=== REQUIREMENTS ===
Can you output the data below as a numbered list, skipping blank lines and leaving the images out?

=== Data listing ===
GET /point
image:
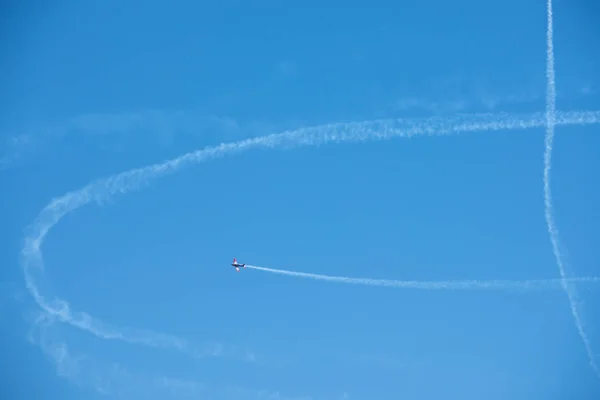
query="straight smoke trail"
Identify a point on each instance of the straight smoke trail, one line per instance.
(548, 208)
(102, 190)
(539, 284)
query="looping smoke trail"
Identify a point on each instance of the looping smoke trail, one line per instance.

=== ANSWER ===
1. GET /point
2. image:
3. query="straight smoke trail"
4. Identify a point on each instance of the straight smoke trail, one line per instance.
5. (548, 208)
6. (102, 190)
7. (539, 284)
8. query="looping smoke trail"
9. Identify a point on each instance of the looping smoke trail, one line per instance.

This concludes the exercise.